Controls (PLC Optional)

System operator may start and stop the system from the main panel or from remote inputs. Startup energizes and prove the combustion blower, start pre-purge timer, fuel pumps, start burner on #2 oil, prove set temperature and signal start of waste oil injection. Blower pressure and customer safety limits must be proven prior to burner ignition. Component failures will shut down the system while alerting the operator. Indicator panel lights will display fault.

The system is designed to operate with a variable waste gas input with natural gas being controlled to maintain a preset temperature. System self-regulates fuel input to maintain temperature and adjust conditions to match the flow of the waste gas stream.

Control Operation

The system can mix a portion of #2 fuel oil to maintain flame stability. The #2 oil and waste oil will be connected to the suction side of the fuel pump with motorized isolation valves. The system will startup and run on #2 oil until the preset "At Temp" is reached.  When the correct temperature is reached, the waste oil valve will open while the #2 oil valve will begin to close. This process is completed slowly to allow the system to monitor the flame with the UV Scanner. The scanner will produce a flame strength signal that will assure an optimal flame pattern. If a ratio is reached which lessens the flame strength, the waste oil valve will not open further. The fuel mixture is fed to the suction side of the pump, feeding into a liquid cyclone to blend evenly with any water.

**Data:**
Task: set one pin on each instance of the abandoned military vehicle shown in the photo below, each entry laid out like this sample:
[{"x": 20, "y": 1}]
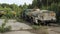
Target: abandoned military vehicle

**Work to do:** Revise the burner control description starting at "The system can" and ending at "with any water.", changing "UV Scanner" to "flame scanner".

**Exercise output:**
The system can mix a portion of #2 fuel oil to maintain flame stability. The #2 oil and waste oil will be connected to the suction side of the fuel pump with motorized isolation valves. The system will startup and run on #2 oil until the preset "At Temp" is reached.  When the correct temperature is reached, the waste oil valve will open while the #2 oil valve will begin to close. This process is completed slowly to allow the system to monitor the flame with the flame scanner. The scanner will produce a flame strength signal that will assure an optimal flame pattern. If a ratio is reached which lessens the flame strength, the waste oil valve will not open further. The fuel mixture is fed to the suction side of the pump, feeding into a liquid cyclone to blend evenly with any water.